* **EXERCISE**
Give the lines again exactly as they appear, beginning at the one with "lake in the photo above." and ending at the last line of the records.

* **MATERIAL SUPPLIED**

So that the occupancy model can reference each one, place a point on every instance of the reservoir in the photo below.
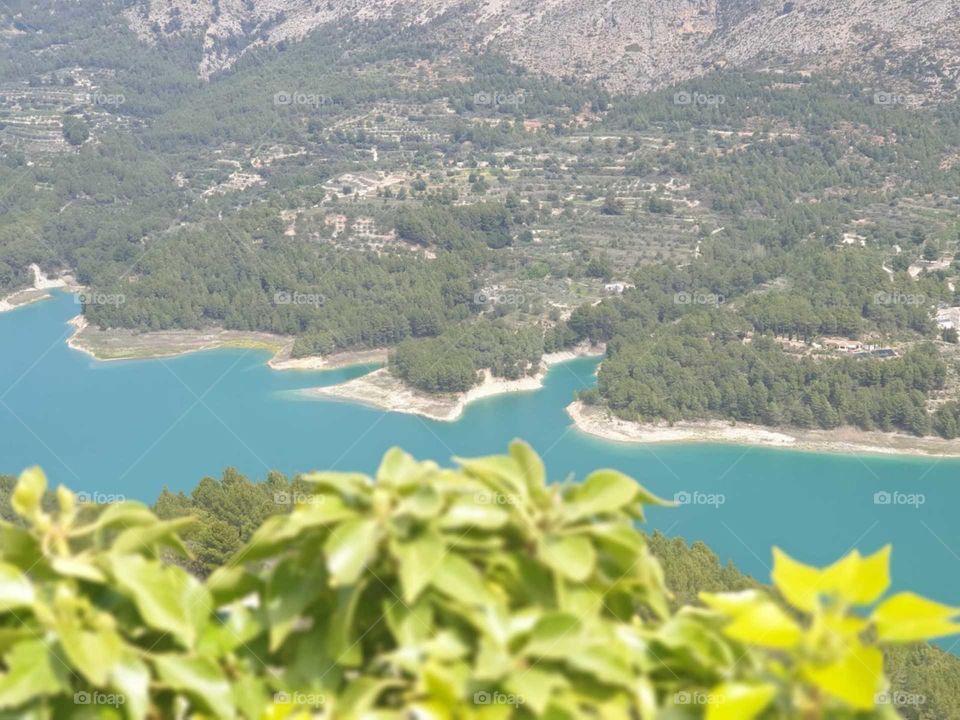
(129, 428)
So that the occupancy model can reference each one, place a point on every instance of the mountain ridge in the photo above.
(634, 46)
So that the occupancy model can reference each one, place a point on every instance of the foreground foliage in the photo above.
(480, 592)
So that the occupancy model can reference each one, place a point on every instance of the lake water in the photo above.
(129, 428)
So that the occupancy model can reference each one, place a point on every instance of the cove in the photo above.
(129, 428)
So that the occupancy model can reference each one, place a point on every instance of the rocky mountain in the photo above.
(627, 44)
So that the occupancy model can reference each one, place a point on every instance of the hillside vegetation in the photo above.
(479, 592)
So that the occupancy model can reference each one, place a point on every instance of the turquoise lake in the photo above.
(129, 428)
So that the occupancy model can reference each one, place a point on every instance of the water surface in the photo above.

* **RESPONSE TO THIS EXERCISE**
So that the occupancy model can reference each one, place a point on every instance of the turquoise lake in the photo above.
(129, 428)
So that the occupancy model can reference each one, place a point on every instance of the water surface in the photo above.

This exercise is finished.